◆ Textauszug
########
Austausch zwischen Literatur und Kunst

#1

Roberto Bolano

in Die schöne Welt der Bücher 13.08.2012 15:19
von LX.C • 2.821 Beiträge

Stern in der Ferne

Eines Tages 1971 oder 1972 taucht in der Literaturszene der Universität in Concepción, Chile ein Mann namens Ruiz-Tagle auf. Er passt nicht so recht in die Literaturworkshops. Er hebt sich von den Kommilitonen durch seine gute Kleidung, sein adrettes Benehmen, seine luxuriöse Wohnung und seine schlechten Gedichte ab. Aussehen und Charme verschaffen ihm bei den Studentinnen schnell einen Vorteil, so bei den Schwestern Garmendia. Sie sind zwei ausgezeichnete Dichterinnen und werden von allen umgarnt, Ruiz-Tagle jedoch kann problemlos ihre Gunst gewinnen. Dem Erzähler und dessen Freund Bibiano fällt Ruiz-Tagle zudem auf, weil er die konkurrierenden Literaturseminare der Professoren Stein und Soto besucht, was in der Szene einem eher ungewöhnlichen Verhalten entspricht.
Im September 1973 kommt es zum Militärputsch Pinochets gegen den demokratisch gewählten sozialistischen Präsidenten Allende, mit dem viele Hoffnungen verbunden waren. Die linke Literaturszene der Universität wird aufgelöst, die Professoren entlassen, die Studenten exmatrikuliert. Viele verschwinden scheinbar spurlos, so die Professoren Stein und Soto. Der Erzähler wird in politische Haft genommen und geht anschließend ins Exil, nach Spanien. Sein Freund Bibiano landet als Schuhverkäufer in einem Armenviertel Concepcións. Die Schwestern Garmendia ziehen sich aufs Land zurück und fallen dort, im Haus ihrer Eltern einem hinterlistigen Blutbad zum Opfer.
Auch Ruiz-Tagle verschwindet. Doch er taucht kurze Zeit später als gefeierter Aktionskünstler einer neuen chilenisch-faschistischen Kunst- und Literaturszene wieder auf. Sein richtiger Name ist Carlos Wieder, er ist Angehöriger der Luftwaffe und schreibt mit seinem Flugzeug vergängliche Verse in den Himmel, die an Niveau seit dem Literaturworkshops nicht sonderlich gewonnen haben. Seine unmissverständliche Ansicht zu Dichtern, denen er das Wasser nicht reichen kann: „Alle Schriftsteller sind erbärmlich, auch die, welche im Schoße wohlhabender Familien geboren werden, auch die, welche den Nobelpreis erhalten“ (115).
########
Bitte gib den Textauszug von „Eines Tages 1971“ bis „ungewöhnlichen Verhalten entspricht.“ noch einmal wieder und ersetze darin „Ruiz-Tagle“ durch „Carlos Wieder“.

◆ Inhalt der Daten
########
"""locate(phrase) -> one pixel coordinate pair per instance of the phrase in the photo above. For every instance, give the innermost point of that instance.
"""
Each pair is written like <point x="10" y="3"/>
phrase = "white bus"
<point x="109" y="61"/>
########
◆ Fertige Lösung
Eines Tages 1971 oder 1972 taucht in der Literaturszene der Universität in Concepción, Chile ein Mann namens Carlos Wieder auf. Er passt nicht so recht in die Literaturworkshops. Er hebt sich von den Kommilitonen durch seine gute Kleidung, sein adrettes Benehmen, seine luxuriöse Wohnung und seine schlechten Gedichte ab. Aussehen und Charme verschaffen ihm bei den Studentinnen schnell einen Vorteil, so bei den Schwestern Garmendia. Sie sind zwei ausgezeichnete Dichterinnen und werden von allen umgarnt, Carlos Wieder jedoch kann problemlos ihre Gunst gewinnen. Dem Erzähler und dessen Freund Bibiano fällt Carlos Wieder zudem auf, weil er die konkurrierenden Literaturseminare der Professoren Stein und Soto besucht, was in der Szene einem eher ungewöhnlichen Verhalten entspricht.